• Task to carry out
Continue the news article about AARP's opposition to private Social Security accounts, starting after its last sentence.

Bush plan will face potent foe

The largest senior lobby opposes changing Social Security to allow private accounts.

Bill Novelli doesn't like headlines that frame the debate over Social Security as a "clash of titans" - his own 35.6 million-member AARP, of which he is CEO, versus the Bush administration. He says President Bush has done a "very good thing" by putting Social Security on the national agenda.

But as the Democratic Party still finds its way in a world of larger Republican majorities in Congress and a second Bush term in the White House, the nation's largest lobby group for senior citizens has become the de facto leader in the battle to preserve what it considers essential elements of the program.

As the Bush White House and key Republican leaders discuss the twin goals of ensuring Social Security's long-term solvency and promoting the concept of an "ownership society" by allowing workers to put some of their payroll taxes into personal or private accounts, the plan that AARP is developing may end up being the lead alternative.

"We are not interested in confrontation with any party or any administration. We are interested in cooperation," Mr. Novelli told reporters at a Monitor breakfast Monday. "But having said that, we are dead set against carving private accounts out of Social Security money, and this is our No. 1 legislative agenda."

The AARP can back up such assertive language with a membership that, over the years, has put fear in the hearts of politicians of both parties - and backs up its views by voting in large numbers.

Two years ago, the AARP was a key administration ally in the battle to add a prescription-drug benefit to Medicare, a program that so far has not proved popular with seniors. So the AARP has an added incentive to fight the administration on Social Security, analysts say.

"Large numbers of [AARP] members saw working with the White House on the prescription-drug bill that came out as the equivalent of sleeping with the enemy," says Norman Ornstein, a resident scholar at the American Enterprise Institute in Washington. "They were willing to leave them in place through one transgression, but they would be tarred, feathered, and ridden out of town on rails if they did it a second time."

Still, Mr. Ornstein agrees, it is highly likely the AARP would have opposed the administration's concept for Social Security reform in any case, since it represents a fundamental departure from the original concept 70 years ago of providing a guaranteed retirement benefit to workers.

• Data for analysis

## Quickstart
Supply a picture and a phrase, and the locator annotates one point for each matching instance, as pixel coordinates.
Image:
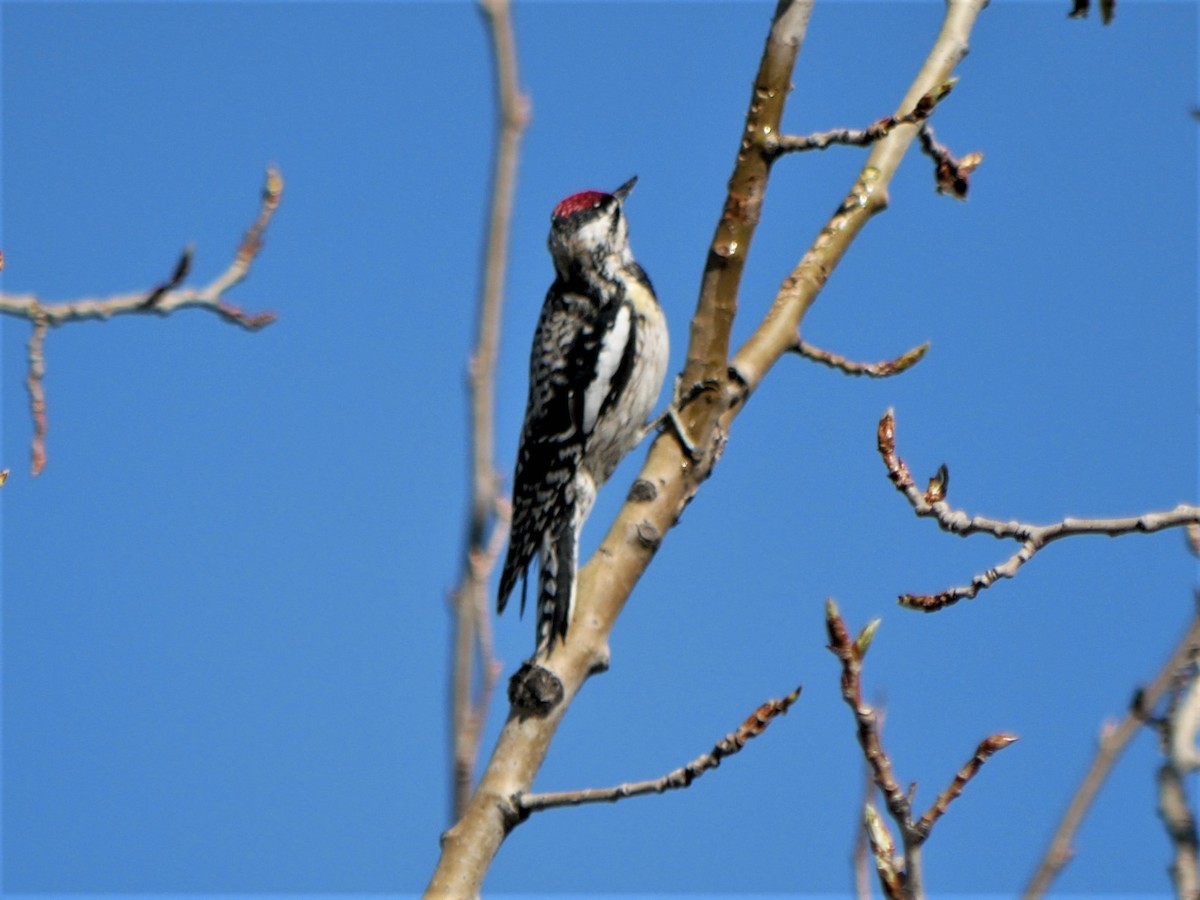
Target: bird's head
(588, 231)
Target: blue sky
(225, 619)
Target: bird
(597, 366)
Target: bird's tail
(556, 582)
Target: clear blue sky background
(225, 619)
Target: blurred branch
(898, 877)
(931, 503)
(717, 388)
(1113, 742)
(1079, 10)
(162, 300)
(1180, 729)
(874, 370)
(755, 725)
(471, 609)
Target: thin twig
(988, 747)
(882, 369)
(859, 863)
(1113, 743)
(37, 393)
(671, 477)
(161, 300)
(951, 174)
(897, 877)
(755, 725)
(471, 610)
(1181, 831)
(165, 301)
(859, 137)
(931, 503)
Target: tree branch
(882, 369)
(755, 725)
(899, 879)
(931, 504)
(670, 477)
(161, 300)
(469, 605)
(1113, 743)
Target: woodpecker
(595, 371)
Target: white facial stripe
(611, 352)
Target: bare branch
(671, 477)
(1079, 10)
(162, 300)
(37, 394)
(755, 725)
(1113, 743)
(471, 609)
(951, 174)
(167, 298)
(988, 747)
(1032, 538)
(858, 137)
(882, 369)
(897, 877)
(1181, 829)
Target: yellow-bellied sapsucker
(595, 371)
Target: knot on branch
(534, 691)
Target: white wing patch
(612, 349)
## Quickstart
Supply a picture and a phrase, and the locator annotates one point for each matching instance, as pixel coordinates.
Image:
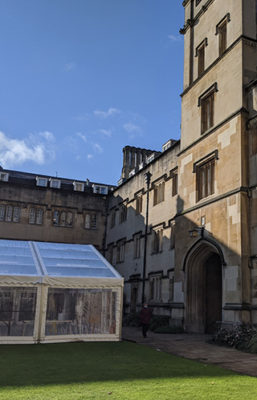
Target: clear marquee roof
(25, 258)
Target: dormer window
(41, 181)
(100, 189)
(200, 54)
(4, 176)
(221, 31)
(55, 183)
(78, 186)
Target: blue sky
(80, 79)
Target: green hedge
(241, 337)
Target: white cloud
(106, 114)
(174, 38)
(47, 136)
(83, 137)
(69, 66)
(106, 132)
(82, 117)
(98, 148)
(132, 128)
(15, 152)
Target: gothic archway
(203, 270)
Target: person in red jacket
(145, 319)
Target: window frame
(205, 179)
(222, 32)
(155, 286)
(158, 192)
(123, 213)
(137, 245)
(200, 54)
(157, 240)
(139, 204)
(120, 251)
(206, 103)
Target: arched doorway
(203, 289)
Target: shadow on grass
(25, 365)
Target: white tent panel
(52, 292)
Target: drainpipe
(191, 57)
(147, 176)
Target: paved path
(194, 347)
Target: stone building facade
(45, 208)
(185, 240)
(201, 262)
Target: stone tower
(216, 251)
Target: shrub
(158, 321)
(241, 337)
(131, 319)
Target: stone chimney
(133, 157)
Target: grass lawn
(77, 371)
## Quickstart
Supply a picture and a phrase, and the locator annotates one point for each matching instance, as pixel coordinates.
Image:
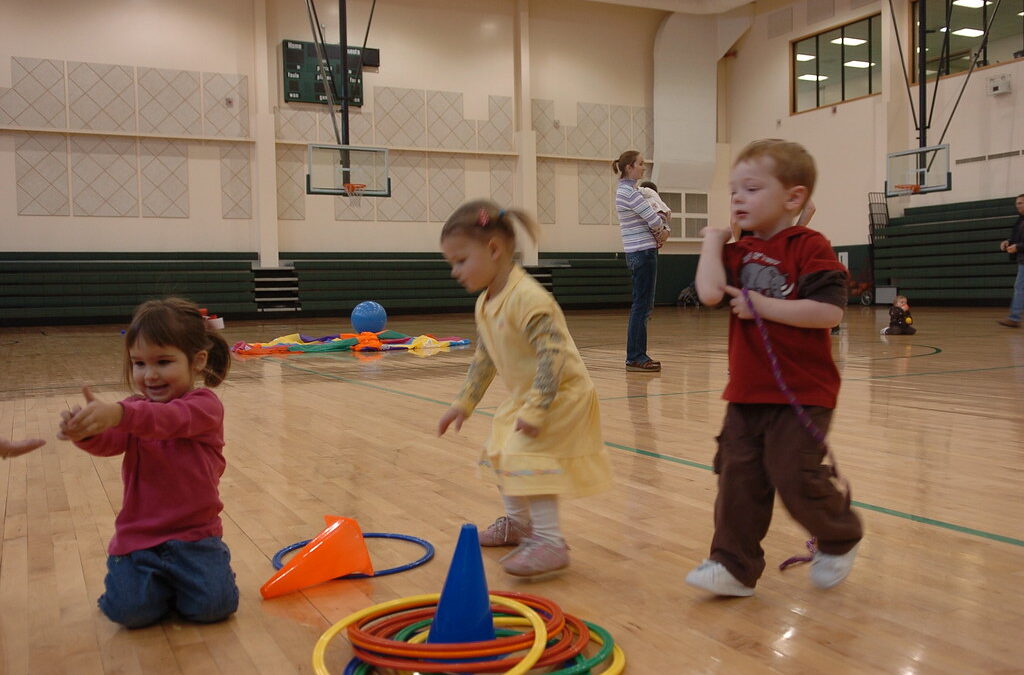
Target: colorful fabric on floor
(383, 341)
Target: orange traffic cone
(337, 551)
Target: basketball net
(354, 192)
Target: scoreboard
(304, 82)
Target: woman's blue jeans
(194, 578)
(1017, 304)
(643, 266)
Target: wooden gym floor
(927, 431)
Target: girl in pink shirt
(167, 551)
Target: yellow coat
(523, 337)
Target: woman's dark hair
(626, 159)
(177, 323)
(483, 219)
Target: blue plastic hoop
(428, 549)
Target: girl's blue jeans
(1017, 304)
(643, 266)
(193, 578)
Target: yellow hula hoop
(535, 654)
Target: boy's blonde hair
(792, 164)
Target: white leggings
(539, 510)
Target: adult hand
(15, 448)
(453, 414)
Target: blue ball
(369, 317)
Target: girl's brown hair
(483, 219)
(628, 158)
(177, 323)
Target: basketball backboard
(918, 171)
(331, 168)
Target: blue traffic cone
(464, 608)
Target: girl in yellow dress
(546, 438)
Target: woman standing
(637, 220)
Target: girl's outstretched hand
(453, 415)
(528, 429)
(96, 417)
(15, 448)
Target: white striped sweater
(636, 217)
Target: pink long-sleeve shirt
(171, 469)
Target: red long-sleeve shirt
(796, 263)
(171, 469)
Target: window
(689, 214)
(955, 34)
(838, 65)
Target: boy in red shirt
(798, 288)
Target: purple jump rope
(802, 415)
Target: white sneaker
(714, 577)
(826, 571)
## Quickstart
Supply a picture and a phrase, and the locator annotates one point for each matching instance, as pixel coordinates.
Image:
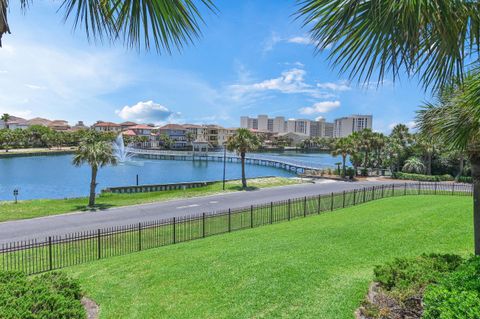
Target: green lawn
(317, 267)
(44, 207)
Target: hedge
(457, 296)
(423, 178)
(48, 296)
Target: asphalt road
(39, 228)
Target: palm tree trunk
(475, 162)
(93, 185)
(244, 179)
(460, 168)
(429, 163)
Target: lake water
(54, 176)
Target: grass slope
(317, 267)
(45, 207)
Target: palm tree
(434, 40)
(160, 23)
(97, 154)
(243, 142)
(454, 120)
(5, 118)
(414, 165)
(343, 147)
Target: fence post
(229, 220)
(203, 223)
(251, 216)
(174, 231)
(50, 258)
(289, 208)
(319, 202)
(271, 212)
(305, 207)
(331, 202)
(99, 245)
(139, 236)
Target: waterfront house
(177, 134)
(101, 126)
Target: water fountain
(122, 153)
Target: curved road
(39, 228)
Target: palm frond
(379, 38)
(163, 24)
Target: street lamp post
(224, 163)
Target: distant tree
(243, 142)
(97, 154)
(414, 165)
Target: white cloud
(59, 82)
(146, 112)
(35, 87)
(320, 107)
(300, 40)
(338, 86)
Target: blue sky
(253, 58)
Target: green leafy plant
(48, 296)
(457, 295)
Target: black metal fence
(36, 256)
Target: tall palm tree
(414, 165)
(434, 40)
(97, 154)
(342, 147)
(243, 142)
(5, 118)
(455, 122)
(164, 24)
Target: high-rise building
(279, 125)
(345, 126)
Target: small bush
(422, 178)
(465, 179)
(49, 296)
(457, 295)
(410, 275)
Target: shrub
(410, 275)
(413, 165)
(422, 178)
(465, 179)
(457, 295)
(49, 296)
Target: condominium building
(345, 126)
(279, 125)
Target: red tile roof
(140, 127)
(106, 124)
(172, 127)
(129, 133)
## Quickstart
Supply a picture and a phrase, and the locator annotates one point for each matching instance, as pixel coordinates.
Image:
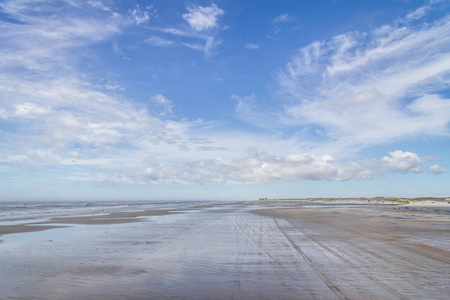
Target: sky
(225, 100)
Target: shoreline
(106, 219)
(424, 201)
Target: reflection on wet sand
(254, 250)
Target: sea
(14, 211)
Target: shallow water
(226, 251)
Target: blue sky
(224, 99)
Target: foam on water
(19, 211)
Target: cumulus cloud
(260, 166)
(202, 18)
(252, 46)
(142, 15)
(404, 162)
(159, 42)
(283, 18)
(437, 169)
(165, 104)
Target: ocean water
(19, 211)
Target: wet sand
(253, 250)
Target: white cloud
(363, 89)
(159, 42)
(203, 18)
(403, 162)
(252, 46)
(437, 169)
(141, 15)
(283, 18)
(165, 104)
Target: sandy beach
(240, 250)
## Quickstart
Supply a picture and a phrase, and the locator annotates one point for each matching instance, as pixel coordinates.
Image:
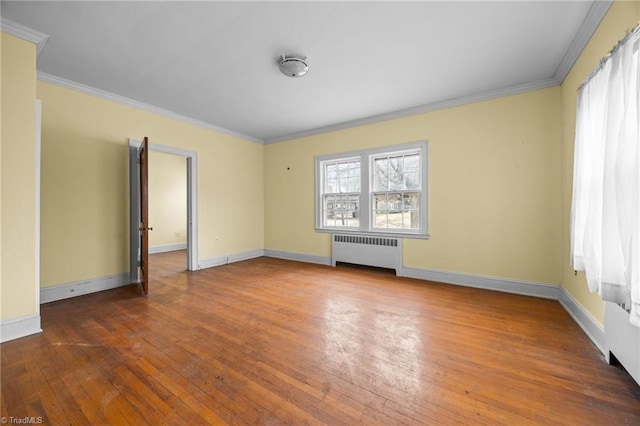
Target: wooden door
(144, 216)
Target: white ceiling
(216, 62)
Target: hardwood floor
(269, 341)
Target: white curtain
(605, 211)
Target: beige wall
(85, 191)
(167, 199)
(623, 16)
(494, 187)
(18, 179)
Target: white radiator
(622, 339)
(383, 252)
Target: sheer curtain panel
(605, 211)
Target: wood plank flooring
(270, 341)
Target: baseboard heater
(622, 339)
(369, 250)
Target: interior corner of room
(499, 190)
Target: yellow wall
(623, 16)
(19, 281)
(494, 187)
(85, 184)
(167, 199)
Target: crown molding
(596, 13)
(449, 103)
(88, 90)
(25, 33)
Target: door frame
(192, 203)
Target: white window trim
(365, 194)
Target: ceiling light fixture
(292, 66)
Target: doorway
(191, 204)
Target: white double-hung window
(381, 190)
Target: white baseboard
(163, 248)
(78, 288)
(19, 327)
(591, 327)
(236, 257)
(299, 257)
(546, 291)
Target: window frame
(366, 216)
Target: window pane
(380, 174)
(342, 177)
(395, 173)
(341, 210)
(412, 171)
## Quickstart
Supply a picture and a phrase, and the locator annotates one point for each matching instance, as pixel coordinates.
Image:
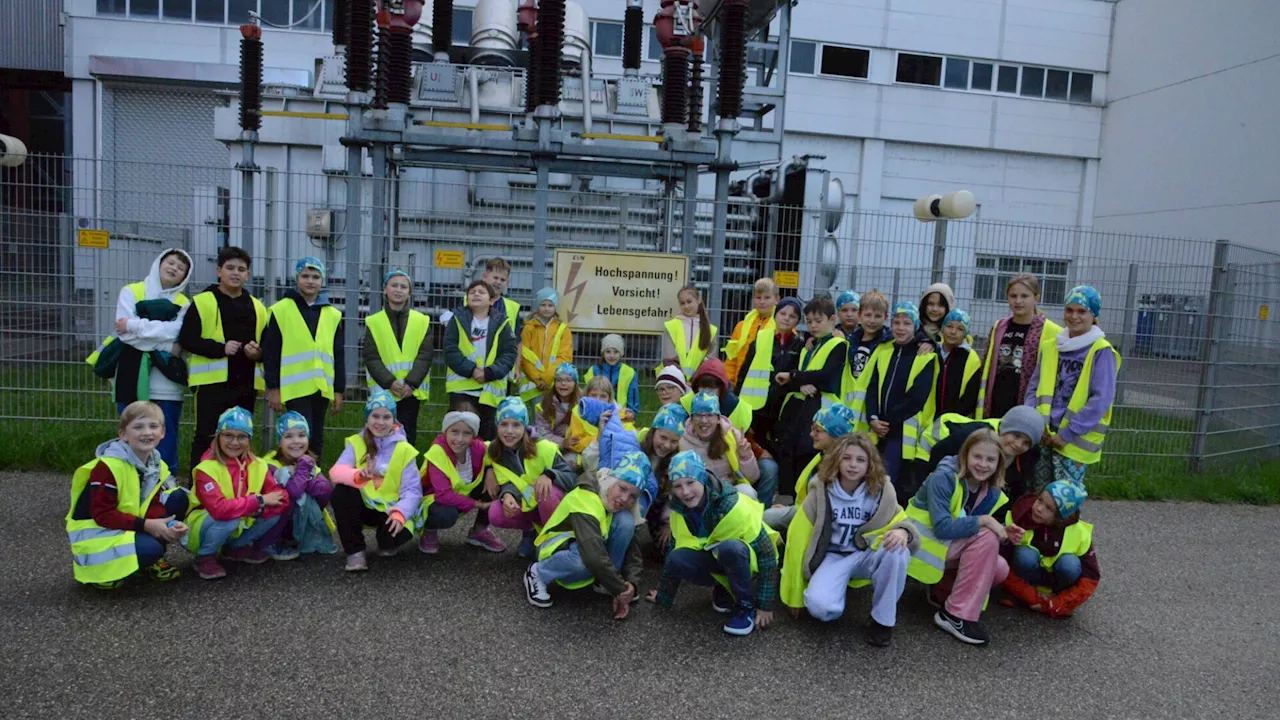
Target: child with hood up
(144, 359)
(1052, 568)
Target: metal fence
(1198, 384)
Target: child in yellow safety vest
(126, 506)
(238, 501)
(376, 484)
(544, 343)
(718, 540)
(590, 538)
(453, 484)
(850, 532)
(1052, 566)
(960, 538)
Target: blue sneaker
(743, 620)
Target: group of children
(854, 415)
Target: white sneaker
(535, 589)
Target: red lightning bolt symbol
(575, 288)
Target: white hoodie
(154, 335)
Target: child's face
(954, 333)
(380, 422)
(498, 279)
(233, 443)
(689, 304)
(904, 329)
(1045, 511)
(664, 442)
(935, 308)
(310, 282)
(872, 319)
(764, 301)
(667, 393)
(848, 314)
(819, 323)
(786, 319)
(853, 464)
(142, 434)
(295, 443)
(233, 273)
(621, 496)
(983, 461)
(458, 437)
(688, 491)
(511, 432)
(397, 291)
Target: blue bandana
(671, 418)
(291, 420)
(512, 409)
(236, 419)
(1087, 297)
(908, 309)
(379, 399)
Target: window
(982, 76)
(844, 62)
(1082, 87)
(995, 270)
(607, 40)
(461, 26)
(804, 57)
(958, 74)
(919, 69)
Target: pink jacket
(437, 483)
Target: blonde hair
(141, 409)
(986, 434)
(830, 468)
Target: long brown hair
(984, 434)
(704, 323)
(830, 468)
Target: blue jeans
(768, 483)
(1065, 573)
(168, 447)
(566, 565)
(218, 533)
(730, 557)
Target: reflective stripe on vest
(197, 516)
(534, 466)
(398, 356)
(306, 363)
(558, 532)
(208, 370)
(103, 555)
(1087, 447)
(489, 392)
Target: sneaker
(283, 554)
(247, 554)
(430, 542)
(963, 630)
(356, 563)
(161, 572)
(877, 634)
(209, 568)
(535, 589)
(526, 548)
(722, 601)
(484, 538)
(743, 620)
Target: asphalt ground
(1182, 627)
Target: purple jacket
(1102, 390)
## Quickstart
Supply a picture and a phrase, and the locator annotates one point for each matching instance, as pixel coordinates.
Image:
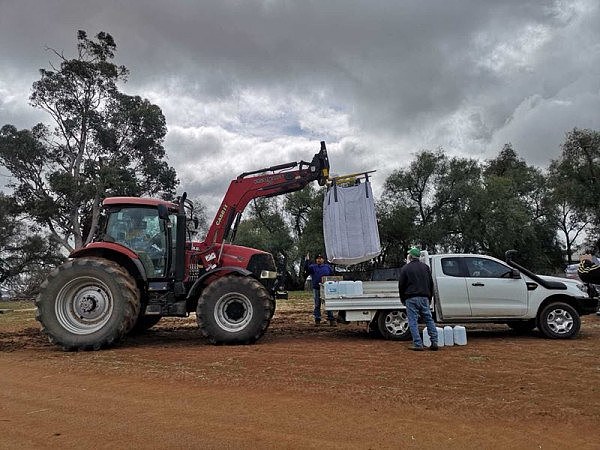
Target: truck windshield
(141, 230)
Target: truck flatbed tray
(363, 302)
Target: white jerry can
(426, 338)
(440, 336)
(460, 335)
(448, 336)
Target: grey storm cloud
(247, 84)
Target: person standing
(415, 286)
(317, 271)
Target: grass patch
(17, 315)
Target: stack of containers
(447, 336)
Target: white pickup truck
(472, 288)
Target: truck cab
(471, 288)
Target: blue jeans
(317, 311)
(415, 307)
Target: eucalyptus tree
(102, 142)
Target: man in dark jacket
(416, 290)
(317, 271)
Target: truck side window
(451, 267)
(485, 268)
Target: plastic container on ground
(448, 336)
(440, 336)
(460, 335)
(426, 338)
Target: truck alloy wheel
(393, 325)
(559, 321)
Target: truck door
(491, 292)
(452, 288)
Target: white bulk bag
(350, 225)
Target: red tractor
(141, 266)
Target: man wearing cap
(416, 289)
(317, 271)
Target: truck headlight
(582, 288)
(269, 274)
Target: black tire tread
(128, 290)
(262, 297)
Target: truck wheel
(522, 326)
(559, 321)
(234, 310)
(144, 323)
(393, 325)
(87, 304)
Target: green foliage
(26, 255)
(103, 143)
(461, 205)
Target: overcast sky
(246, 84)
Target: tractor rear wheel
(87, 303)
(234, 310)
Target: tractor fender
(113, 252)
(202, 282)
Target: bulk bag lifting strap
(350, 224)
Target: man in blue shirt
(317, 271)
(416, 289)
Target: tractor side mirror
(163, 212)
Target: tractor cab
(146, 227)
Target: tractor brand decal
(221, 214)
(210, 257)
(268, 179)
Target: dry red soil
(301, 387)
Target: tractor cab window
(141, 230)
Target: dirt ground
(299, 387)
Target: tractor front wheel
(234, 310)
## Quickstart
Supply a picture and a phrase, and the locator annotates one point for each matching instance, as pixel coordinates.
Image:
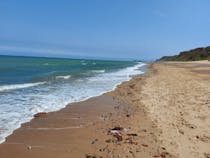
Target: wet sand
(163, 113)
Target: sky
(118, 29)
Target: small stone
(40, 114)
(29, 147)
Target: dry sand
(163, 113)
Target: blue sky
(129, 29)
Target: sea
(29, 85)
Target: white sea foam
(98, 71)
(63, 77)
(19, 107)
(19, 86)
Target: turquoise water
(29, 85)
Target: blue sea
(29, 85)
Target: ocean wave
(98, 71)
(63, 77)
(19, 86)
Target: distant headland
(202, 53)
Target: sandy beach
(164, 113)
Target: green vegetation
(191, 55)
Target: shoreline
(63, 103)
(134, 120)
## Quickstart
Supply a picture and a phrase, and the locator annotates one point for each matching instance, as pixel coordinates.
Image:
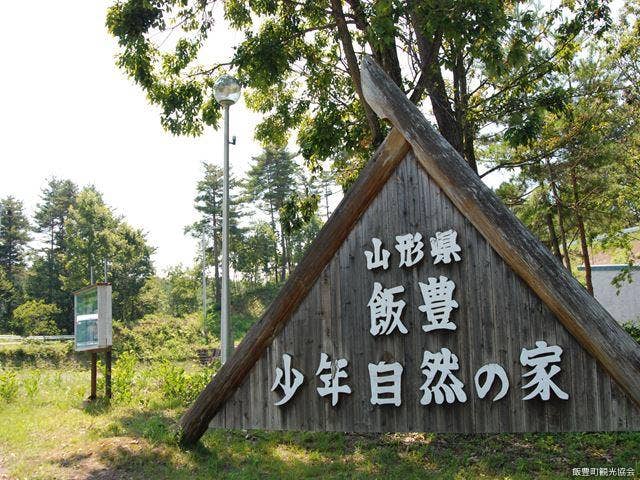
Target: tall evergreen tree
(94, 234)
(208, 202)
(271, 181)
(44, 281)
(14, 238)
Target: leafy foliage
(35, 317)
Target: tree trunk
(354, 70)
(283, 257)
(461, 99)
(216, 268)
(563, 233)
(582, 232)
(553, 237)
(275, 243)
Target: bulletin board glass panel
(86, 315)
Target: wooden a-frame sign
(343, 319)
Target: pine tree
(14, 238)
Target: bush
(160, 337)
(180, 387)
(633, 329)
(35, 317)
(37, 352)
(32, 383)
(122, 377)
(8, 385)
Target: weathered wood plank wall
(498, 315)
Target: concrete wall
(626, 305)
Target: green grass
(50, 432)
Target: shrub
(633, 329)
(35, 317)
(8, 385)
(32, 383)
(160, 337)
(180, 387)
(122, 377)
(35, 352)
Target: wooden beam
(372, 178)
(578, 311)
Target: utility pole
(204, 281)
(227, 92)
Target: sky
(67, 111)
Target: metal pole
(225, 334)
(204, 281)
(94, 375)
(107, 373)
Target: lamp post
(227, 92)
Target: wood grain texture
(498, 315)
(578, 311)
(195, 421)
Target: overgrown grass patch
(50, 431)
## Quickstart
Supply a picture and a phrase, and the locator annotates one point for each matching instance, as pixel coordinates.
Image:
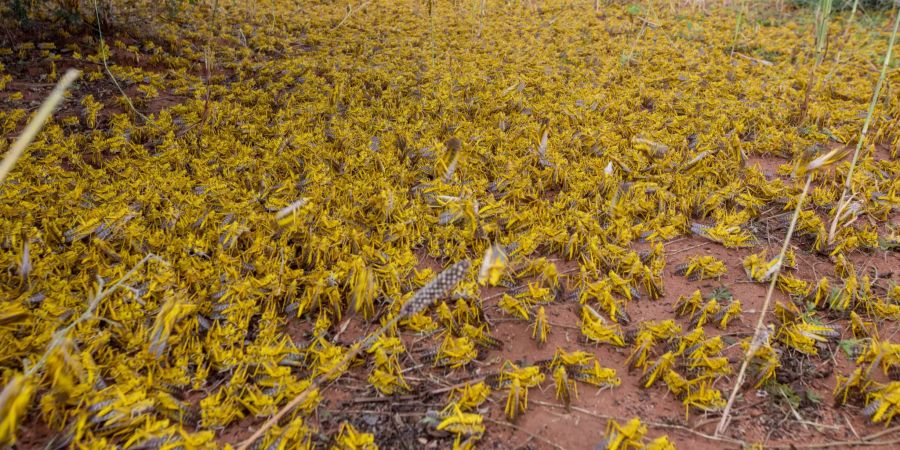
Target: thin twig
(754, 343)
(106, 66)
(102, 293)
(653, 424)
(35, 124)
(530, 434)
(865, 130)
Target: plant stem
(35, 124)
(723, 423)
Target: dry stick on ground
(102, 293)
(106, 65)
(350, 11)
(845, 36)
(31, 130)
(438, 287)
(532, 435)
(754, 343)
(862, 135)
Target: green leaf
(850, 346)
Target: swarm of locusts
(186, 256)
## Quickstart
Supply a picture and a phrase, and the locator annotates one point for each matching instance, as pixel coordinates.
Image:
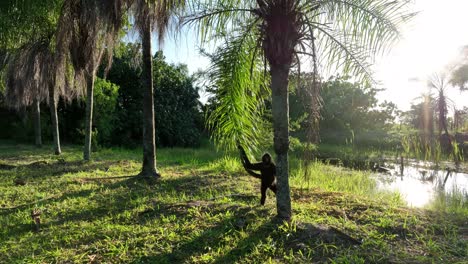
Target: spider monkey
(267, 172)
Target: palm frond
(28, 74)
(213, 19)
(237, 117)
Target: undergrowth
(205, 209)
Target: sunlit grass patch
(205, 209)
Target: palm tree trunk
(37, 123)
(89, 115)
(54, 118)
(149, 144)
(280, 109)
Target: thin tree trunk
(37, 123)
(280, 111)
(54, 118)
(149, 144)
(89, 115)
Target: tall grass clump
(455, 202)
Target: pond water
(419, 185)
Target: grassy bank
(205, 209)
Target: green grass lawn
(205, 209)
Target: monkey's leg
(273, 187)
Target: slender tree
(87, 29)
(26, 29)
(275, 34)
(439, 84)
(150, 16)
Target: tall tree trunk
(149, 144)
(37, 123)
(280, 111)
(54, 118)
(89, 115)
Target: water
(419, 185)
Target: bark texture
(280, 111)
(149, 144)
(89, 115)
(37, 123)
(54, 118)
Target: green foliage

• Task response
The administration believes allowing younger workers to divert some of their payroll taxes into private investment accounts would ultimately provide a higher rate of return than if all the money stayed in the public system. The AARP considers the idea risky and expensive, given the vagaries of the stock market and the behavior of some investors.

John Rother, AARP's policy director, said at the breakfast that partial privatization of Social Security would risk a rerun of the nation's experience with 401(k) accounts, where a majority of people take money out prior to retirement.

Transition costs for partial privatization have been pegged at between $1 trillion and $2 trillion over 10 years, which opponents of personal accounts say is too big a burden given the skyrocketing budget deficit. Proponents of personal accounts liken the costs to refinancing a mortgage: big costs up front, in the name of financial benefits over the long run.

For AARP, the lessons of the prescription-drug episode are still fresh.

"One thing is that, as much research as we did among our members, there were still plenty of members who said, 'You didn't ask me,' " says CEO Novelli. "We are going to do a better job now of reaching out to them, of informing them, of having a dialogue with these members."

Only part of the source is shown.